## What this task involves
Go over the entries below line by line, copying each one that contains the word "woman".
====
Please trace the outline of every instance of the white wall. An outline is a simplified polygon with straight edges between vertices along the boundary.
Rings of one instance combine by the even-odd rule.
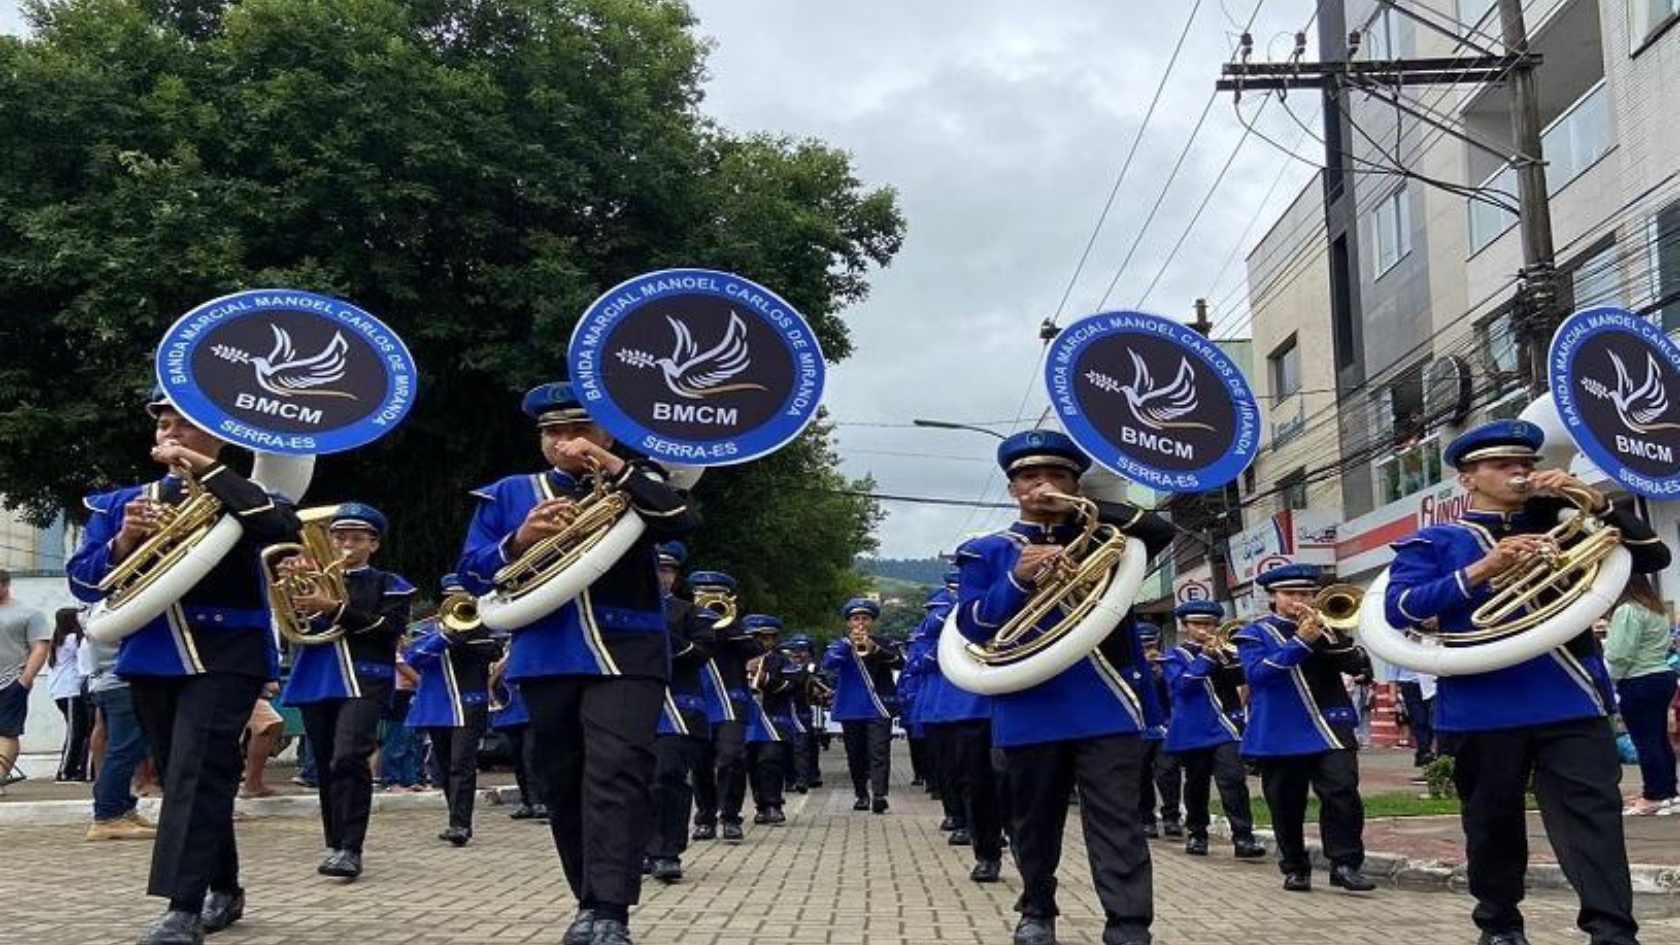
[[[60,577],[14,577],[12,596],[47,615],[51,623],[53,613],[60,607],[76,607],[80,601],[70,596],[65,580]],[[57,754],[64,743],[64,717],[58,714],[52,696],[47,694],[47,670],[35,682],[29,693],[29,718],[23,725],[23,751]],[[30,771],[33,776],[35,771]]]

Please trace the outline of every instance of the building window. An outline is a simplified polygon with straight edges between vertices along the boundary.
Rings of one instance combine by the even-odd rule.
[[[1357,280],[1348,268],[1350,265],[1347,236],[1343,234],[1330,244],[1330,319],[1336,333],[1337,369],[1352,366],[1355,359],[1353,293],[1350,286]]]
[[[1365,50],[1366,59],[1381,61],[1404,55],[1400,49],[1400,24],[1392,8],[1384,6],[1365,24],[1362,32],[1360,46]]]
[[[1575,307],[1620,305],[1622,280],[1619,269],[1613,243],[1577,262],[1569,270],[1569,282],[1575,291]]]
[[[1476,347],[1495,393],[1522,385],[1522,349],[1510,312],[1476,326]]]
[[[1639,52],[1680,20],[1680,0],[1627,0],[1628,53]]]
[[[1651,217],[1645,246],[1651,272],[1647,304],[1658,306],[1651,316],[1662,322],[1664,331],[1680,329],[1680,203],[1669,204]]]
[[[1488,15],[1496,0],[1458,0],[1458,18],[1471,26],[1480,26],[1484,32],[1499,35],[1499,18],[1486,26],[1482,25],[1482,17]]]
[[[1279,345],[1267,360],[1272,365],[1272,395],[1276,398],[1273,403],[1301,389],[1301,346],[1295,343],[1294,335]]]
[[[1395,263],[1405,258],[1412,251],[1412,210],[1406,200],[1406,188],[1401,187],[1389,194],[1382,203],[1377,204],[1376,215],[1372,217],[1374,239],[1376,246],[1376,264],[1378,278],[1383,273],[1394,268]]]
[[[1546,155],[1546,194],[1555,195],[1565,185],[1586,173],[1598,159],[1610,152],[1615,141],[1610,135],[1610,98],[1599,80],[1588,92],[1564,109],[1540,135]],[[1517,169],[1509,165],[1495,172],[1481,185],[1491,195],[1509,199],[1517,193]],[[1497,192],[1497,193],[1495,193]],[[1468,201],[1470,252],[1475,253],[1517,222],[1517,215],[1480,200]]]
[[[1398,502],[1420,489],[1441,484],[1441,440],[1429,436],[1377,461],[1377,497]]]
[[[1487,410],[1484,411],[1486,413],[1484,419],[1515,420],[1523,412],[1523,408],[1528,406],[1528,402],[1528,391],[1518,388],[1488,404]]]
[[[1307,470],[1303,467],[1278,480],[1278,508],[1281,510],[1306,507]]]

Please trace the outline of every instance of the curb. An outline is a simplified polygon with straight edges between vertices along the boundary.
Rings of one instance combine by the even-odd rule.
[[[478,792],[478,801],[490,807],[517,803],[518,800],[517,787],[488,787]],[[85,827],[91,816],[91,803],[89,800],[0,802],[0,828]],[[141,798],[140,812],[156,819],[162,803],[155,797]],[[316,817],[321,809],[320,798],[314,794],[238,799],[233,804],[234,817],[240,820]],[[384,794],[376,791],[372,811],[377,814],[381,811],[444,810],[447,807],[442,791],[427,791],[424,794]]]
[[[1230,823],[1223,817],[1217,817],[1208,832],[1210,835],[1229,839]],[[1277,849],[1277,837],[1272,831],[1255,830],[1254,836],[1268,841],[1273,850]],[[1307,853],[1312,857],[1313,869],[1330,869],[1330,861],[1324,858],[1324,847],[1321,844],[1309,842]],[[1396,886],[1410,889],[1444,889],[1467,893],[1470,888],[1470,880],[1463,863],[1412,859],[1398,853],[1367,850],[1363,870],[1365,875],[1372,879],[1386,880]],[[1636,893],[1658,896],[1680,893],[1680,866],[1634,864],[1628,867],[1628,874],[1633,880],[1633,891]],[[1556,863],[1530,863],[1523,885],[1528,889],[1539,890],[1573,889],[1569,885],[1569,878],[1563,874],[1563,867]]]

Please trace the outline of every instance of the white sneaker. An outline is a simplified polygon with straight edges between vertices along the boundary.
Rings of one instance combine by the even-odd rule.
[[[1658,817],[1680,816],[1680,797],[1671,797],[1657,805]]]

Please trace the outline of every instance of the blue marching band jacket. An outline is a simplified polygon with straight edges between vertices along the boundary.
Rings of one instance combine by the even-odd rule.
====
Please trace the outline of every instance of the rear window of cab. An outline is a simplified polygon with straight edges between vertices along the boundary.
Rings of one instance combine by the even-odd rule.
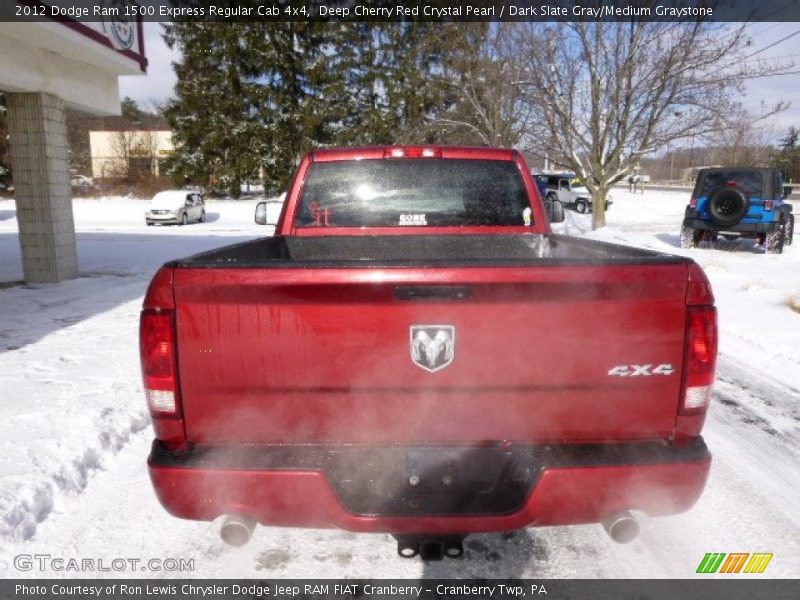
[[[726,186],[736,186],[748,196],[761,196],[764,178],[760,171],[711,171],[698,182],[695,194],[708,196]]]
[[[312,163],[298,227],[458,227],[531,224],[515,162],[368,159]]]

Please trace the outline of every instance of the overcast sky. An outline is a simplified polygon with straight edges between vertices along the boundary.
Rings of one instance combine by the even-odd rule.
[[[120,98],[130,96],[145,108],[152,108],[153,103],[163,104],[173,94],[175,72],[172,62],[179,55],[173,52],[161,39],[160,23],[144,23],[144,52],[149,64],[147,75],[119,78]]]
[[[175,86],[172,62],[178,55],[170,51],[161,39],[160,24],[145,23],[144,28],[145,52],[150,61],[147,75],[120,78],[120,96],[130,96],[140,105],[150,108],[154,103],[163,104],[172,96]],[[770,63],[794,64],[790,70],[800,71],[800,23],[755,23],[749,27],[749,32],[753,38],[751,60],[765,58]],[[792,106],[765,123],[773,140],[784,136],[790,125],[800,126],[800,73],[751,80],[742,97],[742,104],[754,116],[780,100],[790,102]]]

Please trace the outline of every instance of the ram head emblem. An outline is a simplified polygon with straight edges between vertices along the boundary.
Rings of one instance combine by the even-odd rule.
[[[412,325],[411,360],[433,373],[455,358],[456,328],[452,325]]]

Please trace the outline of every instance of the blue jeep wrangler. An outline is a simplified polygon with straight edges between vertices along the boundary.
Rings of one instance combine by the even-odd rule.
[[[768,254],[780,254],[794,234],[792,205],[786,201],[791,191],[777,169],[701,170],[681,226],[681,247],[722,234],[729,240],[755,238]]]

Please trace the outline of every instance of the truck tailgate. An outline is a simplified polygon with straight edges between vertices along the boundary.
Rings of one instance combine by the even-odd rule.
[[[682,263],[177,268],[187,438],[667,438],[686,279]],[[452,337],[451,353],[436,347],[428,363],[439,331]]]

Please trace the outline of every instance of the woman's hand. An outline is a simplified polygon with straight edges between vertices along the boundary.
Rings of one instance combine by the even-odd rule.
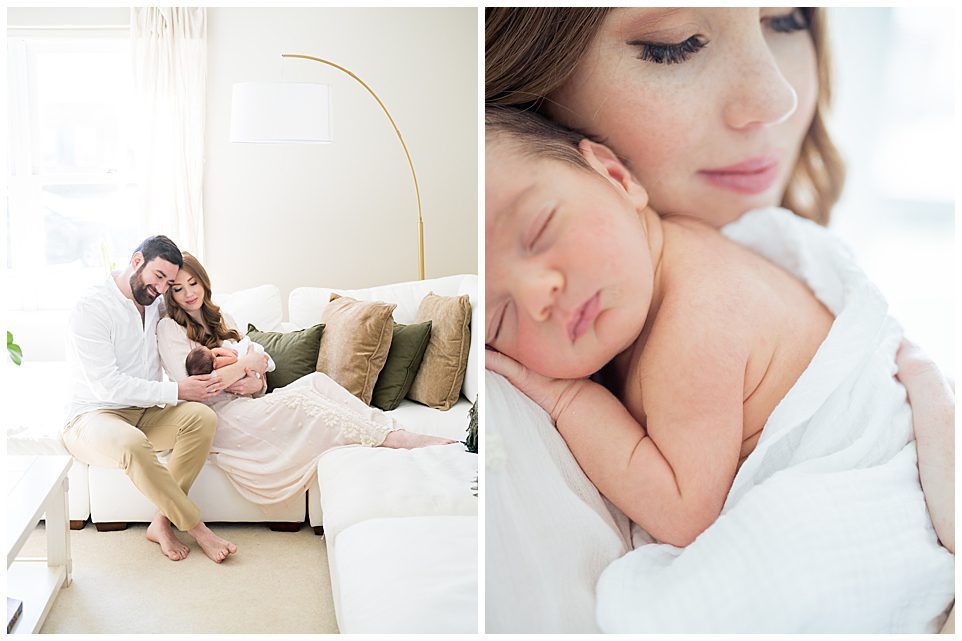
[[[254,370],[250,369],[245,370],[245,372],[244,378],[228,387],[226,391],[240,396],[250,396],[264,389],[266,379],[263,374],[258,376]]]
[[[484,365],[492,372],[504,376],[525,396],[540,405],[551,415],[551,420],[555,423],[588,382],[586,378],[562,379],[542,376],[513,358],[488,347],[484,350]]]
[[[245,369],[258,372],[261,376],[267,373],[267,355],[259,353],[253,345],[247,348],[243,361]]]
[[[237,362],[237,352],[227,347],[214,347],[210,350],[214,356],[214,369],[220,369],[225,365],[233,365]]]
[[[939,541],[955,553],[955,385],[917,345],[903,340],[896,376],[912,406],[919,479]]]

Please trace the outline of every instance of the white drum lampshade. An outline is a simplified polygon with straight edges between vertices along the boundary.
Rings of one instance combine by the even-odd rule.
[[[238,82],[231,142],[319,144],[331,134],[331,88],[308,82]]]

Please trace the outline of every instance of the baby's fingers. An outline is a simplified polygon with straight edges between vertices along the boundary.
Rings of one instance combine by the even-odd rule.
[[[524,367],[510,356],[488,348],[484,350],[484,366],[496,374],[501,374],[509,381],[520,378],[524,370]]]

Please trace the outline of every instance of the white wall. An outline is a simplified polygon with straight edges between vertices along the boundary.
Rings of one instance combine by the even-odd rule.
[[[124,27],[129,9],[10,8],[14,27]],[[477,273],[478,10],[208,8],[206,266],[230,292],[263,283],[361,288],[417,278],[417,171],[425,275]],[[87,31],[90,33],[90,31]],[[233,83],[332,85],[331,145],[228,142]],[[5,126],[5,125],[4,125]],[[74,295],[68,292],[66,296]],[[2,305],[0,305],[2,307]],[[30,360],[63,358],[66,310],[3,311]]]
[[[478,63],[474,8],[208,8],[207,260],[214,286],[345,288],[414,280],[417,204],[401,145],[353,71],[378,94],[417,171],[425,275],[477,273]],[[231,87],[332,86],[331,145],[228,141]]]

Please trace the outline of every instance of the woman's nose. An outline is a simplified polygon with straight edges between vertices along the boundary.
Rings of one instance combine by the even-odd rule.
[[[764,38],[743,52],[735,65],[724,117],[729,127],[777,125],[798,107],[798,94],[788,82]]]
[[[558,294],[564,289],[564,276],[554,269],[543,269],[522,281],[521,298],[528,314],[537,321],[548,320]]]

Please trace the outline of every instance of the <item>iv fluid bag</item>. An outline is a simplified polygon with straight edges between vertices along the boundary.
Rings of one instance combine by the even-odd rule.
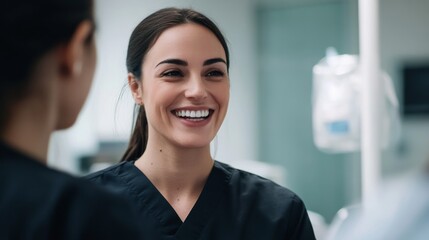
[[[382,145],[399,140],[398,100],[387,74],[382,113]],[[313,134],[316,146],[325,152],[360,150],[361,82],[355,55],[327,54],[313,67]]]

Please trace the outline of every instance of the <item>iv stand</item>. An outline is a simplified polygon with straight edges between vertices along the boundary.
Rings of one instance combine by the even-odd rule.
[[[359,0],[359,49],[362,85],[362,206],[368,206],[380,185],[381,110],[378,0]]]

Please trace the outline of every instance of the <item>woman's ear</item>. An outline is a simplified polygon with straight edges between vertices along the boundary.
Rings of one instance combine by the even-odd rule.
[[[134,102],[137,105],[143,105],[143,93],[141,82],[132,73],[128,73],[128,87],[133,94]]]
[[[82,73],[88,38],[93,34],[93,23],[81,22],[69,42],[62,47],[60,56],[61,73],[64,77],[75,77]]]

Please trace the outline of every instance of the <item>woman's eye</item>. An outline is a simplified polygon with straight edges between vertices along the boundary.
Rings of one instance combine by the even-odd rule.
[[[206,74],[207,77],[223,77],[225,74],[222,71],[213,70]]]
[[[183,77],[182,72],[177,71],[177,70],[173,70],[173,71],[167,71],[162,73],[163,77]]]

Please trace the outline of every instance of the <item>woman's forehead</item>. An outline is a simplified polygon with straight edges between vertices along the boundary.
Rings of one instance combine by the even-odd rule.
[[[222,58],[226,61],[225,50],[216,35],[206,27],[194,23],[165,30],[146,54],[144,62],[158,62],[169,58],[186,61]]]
====
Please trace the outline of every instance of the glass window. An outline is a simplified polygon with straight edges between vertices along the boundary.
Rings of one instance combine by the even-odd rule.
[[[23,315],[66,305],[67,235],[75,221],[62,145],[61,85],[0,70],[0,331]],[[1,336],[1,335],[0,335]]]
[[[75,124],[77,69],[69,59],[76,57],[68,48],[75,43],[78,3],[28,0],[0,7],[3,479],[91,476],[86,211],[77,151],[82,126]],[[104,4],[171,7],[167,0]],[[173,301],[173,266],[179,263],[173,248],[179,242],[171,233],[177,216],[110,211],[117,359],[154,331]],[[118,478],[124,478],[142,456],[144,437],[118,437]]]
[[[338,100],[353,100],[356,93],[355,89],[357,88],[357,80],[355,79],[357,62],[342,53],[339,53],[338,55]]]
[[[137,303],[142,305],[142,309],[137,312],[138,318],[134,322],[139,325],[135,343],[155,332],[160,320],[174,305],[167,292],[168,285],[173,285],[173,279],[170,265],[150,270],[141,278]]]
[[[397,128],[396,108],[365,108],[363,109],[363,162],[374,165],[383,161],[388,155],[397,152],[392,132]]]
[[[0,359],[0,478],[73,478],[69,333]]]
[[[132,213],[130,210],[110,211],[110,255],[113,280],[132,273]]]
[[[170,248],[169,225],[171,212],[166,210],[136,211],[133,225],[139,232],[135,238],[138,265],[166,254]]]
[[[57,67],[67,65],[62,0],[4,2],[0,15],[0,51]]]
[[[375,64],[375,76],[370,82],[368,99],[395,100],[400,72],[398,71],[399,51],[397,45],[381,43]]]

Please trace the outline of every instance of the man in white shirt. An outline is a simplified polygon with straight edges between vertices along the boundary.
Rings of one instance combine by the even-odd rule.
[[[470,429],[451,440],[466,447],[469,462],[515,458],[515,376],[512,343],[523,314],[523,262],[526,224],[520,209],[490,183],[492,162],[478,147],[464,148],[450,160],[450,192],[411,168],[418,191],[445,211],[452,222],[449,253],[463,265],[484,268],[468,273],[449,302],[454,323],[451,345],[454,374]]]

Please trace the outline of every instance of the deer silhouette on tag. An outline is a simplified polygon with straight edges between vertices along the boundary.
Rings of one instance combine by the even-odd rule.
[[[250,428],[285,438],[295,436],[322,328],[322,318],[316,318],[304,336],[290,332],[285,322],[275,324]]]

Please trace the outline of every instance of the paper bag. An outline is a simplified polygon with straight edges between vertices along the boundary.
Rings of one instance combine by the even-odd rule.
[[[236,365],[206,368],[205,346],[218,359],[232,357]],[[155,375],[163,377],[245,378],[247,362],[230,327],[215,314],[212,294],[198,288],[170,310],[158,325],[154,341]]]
====
## Output of the exercise
Please trace the outline of every instance of the woman's hand. An outline is a simplified polygon with straight edges between vertices along the boundary.
Please trace the outline of every instance of the woman's nose. An outline is a simplified polygon with straight edges between vertices along the boundary.
Please trace the outline of every instance of the <item>woman's ear</item>. An outline is a simplified polygon with straight edges between vertices along the boundary.
Please trace the outline of every instance of the <item>woman's eye</item>. An outline is a simplified polygon with straight edges between vertices along the boundary.
Please trace the outline of every instance of the <item>woman's forehead</item>. An outline is a simplified polygon with straight edges between vertices along the boundary.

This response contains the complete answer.